• _WHAT YOU NEED TO DO_: Please pull out each line of the data below that contains the word "rocky", copying every such line in full.

• _DATA ROWS_:

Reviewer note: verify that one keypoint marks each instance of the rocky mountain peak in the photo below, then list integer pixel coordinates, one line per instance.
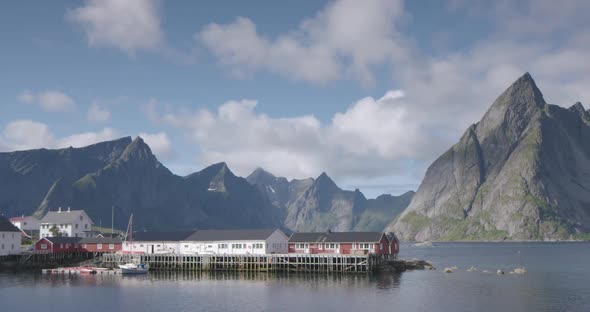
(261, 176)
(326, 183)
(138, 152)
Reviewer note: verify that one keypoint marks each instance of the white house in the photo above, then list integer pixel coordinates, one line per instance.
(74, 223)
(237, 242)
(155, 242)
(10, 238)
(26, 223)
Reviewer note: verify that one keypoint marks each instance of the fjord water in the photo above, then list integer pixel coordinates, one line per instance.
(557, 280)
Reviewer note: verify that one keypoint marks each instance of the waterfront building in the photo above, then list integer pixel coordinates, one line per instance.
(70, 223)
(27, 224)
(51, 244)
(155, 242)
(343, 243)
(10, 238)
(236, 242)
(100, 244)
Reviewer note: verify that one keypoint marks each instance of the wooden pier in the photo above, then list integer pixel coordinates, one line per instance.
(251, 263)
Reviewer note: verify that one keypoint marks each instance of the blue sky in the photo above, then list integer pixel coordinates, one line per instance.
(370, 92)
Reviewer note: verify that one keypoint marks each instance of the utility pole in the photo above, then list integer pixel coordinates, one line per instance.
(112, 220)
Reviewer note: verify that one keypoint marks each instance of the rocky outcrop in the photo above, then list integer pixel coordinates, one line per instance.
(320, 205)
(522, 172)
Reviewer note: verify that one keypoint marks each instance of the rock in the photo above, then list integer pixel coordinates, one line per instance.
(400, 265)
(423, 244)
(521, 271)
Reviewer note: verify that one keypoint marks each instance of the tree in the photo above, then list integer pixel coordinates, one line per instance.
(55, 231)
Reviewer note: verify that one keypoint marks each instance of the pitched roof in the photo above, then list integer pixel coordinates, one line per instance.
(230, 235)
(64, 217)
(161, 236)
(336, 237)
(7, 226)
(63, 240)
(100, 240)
...
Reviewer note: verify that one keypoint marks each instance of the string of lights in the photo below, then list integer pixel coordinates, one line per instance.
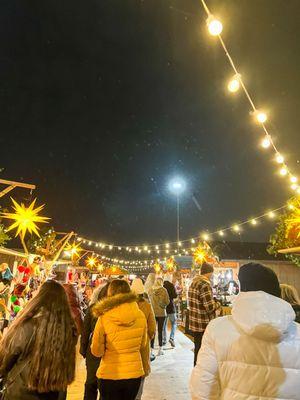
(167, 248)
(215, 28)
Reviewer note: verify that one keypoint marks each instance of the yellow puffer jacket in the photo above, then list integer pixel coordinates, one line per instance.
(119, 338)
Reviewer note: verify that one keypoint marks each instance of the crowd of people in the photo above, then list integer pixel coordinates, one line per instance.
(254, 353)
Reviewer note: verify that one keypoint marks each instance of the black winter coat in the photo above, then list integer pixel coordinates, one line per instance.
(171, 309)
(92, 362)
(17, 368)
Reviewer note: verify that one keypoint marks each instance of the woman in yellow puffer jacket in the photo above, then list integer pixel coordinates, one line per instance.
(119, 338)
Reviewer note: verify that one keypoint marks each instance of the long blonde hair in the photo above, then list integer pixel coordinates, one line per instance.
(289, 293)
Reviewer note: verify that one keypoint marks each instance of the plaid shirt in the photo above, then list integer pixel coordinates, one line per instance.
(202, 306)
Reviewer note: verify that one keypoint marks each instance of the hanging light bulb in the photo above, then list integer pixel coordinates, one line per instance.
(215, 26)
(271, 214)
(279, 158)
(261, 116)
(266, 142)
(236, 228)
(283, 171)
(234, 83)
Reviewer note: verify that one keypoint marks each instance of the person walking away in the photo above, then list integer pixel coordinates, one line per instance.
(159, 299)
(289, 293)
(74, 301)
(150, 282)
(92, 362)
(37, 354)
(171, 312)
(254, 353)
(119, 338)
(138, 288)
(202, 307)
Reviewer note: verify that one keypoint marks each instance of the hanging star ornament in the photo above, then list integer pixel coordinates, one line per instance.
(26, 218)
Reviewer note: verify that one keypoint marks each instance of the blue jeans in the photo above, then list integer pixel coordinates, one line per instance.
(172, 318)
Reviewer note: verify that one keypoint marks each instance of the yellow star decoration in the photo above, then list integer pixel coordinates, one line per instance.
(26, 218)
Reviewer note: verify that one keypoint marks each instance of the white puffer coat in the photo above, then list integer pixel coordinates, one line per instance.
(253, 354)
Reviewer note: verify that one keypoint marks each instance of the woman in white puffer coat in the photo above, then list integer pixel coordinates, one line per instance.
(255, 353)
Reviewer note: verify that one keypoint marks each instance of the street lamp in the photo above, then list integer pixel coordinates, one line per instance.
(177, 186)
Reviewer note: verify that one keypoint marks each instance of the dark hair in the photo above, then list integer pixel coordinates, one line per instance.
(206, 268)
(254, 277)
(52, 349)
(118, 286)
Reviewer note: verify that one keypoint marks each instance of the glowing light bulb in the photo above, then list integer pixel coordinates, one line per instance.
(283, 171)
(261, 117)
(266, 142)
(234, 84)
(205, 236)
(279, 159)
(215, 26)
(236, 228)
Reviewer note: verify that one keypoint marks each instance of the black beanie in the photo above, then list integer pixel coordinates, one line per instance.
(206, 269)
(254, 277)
--
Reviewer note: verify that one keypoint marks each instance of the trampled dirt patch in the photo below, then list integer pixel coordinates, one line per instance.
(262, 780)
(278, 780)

• _CORRECT OUTPUT_:
Reviewer note: verify that one keypoint marks each instance of the rocky mountain peak in the photo below, then list integer pixel coordinates, one line per instance.
Reviewer note: verify that one keypoint marks each instance of the rocky outcrop in the photo above, then list integer pixel coordinates, one line per instance.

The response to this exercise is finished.